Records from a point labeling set
════════════════
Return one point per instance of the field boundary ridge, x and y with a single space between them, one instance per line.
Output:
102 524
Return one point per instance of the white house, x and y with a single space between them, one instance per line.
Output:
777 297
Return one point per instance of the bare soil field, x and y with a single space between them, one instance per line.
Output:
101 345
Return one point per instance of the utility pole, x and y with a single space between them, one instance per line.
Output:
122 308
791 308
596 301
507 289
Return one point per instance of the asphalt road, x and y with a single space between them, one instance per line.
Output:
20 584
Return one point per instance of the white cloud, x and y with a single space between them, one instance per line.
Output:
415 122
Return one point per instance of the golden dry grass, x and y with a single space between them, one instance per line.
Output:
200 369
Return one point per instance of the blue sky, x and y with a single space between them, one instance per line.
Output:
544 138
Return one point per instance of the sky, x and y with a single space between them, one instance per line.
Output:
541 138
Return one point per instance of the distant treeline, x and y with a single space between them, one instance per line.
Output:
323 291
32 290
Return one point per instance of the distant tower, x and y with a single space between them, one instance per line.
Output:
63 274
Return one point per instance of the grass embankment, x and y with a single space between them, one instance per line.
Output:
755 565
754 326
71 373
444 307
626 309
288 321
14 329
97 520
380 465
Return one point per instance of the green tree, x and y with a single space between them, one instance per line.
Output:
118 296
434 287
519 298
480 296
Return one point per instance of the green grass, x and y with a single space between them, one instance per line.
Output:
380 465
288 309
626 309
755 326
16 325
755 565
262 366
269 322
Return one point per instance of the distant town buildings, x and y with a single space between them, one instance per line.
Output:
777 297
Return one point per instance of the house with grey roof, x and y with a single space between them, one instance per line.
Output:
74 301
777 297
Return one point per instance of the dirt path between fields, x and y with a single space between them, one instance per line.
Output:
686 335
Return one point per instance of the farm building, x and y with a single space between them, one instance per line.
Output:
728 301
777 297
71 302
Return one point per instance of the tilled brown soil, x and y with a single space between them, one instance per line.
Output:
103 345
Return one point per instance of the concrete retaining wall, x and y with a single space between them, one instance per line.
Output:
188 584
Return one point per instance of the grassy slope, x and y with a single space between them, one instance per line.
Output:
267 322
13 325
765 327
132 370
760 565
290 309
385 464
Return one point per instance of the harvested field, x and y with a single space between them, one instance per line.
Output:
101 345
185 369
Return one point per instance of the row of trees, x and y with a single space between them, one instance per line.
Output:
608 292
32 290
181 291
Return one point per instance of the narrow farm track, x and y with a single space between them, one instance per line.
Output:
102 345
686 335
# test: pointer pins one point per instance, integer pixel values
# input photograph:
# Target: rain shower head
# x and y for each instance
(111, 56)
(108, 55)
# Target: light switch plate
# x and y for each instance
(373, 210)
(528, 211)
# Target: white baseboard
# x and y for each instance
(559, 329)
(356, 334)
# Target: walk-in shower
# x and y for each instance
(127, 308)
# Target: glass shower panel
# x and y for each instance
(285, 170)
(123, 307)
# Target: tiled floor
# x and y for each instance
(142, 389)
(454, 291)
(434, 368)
════════════════
- _Task to complete_
Please render the records above as a Markdown table with two columns, Row and Line, giving each line its own numbered row and leaving out blank lines.

- _Written response_
| Row | Line |
|---|---|
| 1 | Return one point per instance of the field boundary ridge, x and y with a single space between them, one instance per line. |
| 2 | Output: |
| 3 | 102 524 |
| 4 | Return one point per instance of the white house, x and y with a single space between them, one instance per line. |
| 5 | Output: |
| 6 | 777 297 |
| 7 | Return one point per instance of the bare soil field, x and y with a single space between them, one instance per line. |
| 8 | Output: |
| 9 | 101 345 |
| 10 | Return one point per instance of the utility pole, x and y with a single space between them, one instance per line. |
| 11 | Output: |
| 12 | 122 308 |
| 13 | 791 308 |
| 14 | 596 301 |
| 15 | 507 289 |
| 16 | Return one point per instance of the asphalt road, x and y with a single space between them, one instance per line. |
| 17 | Output: |
| 18 | 20 584 |
| 19 | Return one point per instance of the white cloud, x and y with a single space between them, one instance per line. |
| 20 | Output: |
| 21 | 415 122 |
| 22 | Return one point per instance of the golden dry grass, x and y with a single space between them, one instance per line. |
| 23 | Output: |
| 24 | 200 369 |
| 25 | Return one point per instance of the blue sky, x and y with a single space between them, one instance per line. |
| 26 | Output: |
| 27 | 544 138 |
| 28 | Return one point per instance of the sky, x and y with a single space between them, one instance per line. |
| 29 | Output: |
| 30 | 541 138 |
| 31 | Return one point per instance of the distant treeline, x and y with a single space between them, one instance per line. |
| 32 | Output: |
| 33 | 323 291 |
| 34 | 32 290 |
| 35 | Return one point per instance of the distant tower, x and y with a single space between them, one instance per line. |
| 36 | Output: |
| 37 | 63 274 |
| 38 | Return one point per instance of the grass embankment, x and y with a single space between them, one instance per line. |
| 39 | Output: |
| 40 | 755 565 |
| 41 | 754 326 |
| 42 | 71 373 |
| 43 | 444 307 |
| 44 | 626 309 |
| 45 | 288 321 |
| 46 | 14 329 |
| 47 | 97 520 |
| 48 | 380 465 |
| 49 | Return one point per instance of the green tree, x and y with a single space between them, one instance per line. |
| 50 | Output: |
| 51 | 118 296 |
| 52 | 434 287 |
| 53 | 519 298 |
| 54 | 480 296 |
| 55 | Return one point per instance of the green grass, x and y with a single space between them, one instance per line. |
| 56 | Output: |
| 57 | 380 465 |
| 58 | 288 309 |
| 59 | 626 309 |
| 60 | 755 326 |
| 61 | 16 325 |
| 62 | 755 565 |
| 63 | 262 366 |
| 64 | 269 322 |
| 65 | Return one point per instance of the distant town buildings, x and y with a single space between them, one instance per line. |
| 66 | Output: |
| 67 | 777 297 |
| 68 | Return one point per instance of the house with grey roof, x and y with a single space between them, one instance per line. |
| 69 | Output: |
| 70 | 74 301 |
| 71 | 777 297 |
| 72 | Return one point per instance of the dirt path between fields, x and y with a single space between them, one instance per line. |
| 73 | Output: |
| 74 | 686 335 |
| 75 | Return one point per instance of the farm building, x and y with a single space between them, one instance per line. |
| 76 | Output: |
| 77 | 728 301 |
| 78 | 777 297 |
| 79 | 71 302 |
| 80 | Return one point per instance of the tilled brown soil, x and y with a single space between them, one instance per line. |
| 81 | Output: |
| 82 | 103 345 |
| 83 | Return one point per instance of the concrete retaining wall, x and y with a single space between them, one instance per line. |
| 84 | Output: |
| 85 | 188 584 |
| 86 | Return one point per instance of the grassy slope, x and y with a single space between them, one instance per line. |
| 87 | Output: |
| 88 | 267 322 |
| 89 | 13 325 |
| 90 | 765 327 |
| 91 | 132 370 |
| 92 | 760 565 |
| 93 | 290 309 |
| 94 | 385 464 |
| 95 | Return one point per instance of the harvested field, x and y with a single space between them, one instance per line. |
| 96 | Output: |
| 97 | 101 345 |
| 98 | 185 369 |
| 99 | Return one point per instance of the row of trees, x and y with a single space between them, one instance per line. |
| 100 | Output: |
| 101 | 608 292 |
| 102 | 32 290 |
| 103 | 181 291 |
| 104 | Return one point per instance of the narrow farm track, x and y with a single space between them, one instance per line. |
| 105 | Output: |
| 106 | 102 345 |
| 107 | 686 335 |
| 108 | # test: pointer pins one point per instance, integer pixel values |
| 109 | # input photograph: |
| 110 | # Target: rain shower head |
| 111 | # x and y for each instance |
| 112 | (111, 56) |
| 113 | (108, 55) |
| 114 | # Target: light switch plate |
| 115 | # x and y for each instance |
| 116 | (373, 210) |
| 117 | (528, 211) |
| 118 | # Target: white baseboard |
| 119 | # x and y for each instance |
| 120 | (559, 329) |
| 121 | (356, 334) |
| 122 | # Target: walk-in shower |
| 123 | # x and y for each instance |
| 124 | (127, 308) |
| 125 | # Target: glass shower panel |
| 126 | # x and y for each instance |
| 127 | (285, 170) |
| 128 | (123, 307) |
| 129 | # Target: tiled floor |
| 130 | # x and y for each instance |
| 131 | (142, 389) |
| 132 | (454, 291) |
| 133 | (434, 368) |